Gather every line of the data below that contains the string "buckle". Letter case matters.

### [SUPPLIED INFORMATION]

────────────────

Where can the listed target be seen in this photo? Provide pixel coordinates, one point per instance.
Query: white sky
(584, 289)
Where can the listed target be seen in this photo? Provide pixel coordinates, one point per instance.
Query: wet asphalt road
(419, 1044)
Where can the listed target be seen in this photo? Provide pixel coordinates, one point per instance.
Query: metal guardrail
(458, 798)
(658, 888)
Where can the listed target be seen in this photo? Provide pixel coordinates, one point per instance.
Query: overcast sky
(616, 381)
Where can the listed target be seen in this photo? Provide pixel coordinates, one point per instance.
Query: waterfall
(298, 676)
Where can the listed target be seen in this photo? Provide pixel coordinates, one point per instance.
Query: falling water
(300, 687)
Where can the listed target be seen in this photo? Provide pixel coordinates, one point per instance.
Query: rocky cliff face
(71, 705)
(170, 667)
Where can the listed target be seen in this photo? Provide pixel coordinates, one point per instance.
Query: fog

────────────────

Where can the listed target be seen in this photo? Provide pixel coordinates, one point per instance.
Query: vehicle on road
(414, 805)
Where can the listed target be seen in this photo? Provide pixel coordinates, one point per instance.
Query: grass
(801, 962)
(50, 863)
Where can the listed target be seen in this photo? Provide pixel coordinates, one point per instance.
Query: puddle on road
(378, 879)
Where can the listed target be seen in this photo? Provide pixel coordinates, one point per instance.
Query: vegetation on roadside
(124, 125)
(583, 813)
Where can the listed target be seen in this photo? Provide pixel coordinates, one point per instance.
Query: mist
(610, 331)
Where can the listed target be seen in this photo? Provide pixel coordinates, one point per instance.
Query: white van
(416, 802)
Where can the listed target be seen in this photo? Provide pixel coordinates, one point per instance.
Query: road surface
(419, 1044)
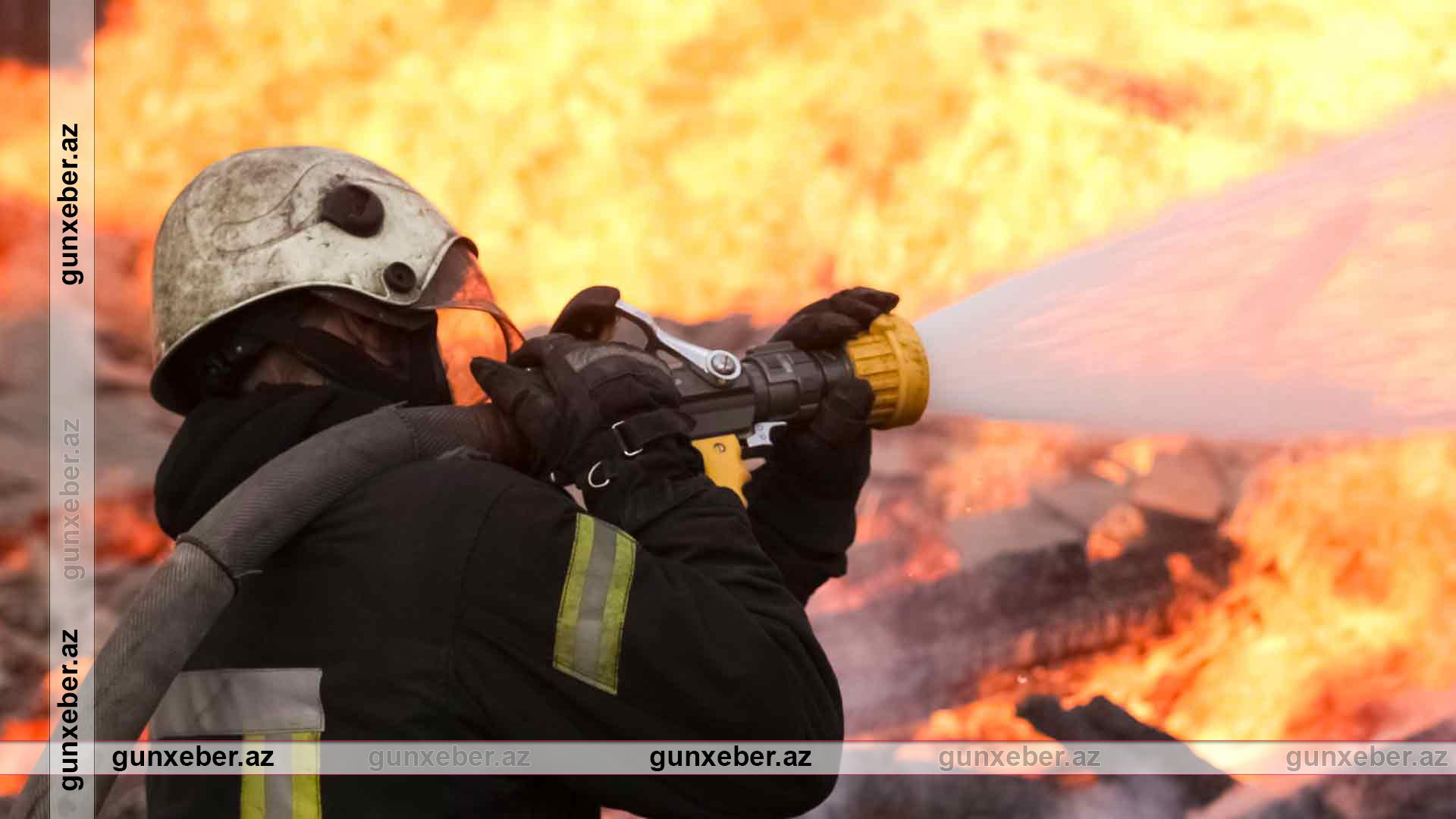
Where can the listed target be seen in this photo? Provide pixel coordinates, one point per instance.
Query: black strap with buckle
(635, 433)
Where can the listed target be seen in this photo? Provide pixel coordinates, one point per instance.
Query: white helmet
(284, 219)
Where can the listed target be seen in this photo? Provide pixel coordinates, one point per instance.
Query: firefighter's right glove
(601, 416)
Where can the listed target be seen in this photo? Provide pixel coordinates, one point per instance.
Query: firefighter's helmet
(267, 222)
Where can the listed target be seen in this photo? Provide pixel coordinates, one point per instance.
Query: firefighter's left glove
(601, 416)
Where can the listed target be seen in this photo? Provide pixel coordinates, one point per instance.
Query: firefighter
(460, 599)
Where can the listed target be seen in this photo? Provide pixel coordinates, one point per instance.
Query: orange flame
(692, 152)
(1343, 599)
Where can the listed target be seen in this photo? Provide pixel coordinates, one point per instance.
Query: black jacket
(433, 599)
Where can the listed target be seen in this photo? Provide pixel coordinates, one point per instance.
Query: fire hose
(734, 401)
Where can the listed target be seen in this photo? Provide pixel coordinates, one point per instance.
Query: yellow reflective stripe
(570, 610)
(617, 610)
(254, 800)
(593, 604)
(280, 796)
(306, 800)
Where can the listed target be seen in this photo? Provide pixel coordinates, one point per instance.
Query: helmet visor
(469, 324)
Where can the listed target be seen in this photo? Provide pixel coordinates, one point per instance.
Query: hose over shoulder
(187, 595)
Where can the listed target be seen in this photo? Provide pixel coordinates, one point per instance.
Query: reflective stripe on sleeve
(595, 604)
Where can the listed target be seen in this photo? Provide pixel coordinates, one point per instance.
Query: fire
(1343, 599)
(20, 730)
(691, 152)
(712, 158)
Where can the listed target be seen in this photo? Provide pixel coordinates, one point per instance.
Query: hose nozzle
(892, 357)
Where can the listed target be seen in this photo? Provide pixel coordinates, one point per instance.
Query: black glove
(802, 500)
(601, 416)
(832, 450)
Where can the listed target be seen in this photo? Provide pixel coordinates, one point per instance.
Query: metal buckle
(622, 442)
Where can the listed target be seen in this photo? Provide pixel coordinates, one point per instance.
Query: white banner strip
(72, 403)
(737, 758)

────────────────

### [ANSWER TO THE TASK]
Query: black strap with buckle
Query: metal buckle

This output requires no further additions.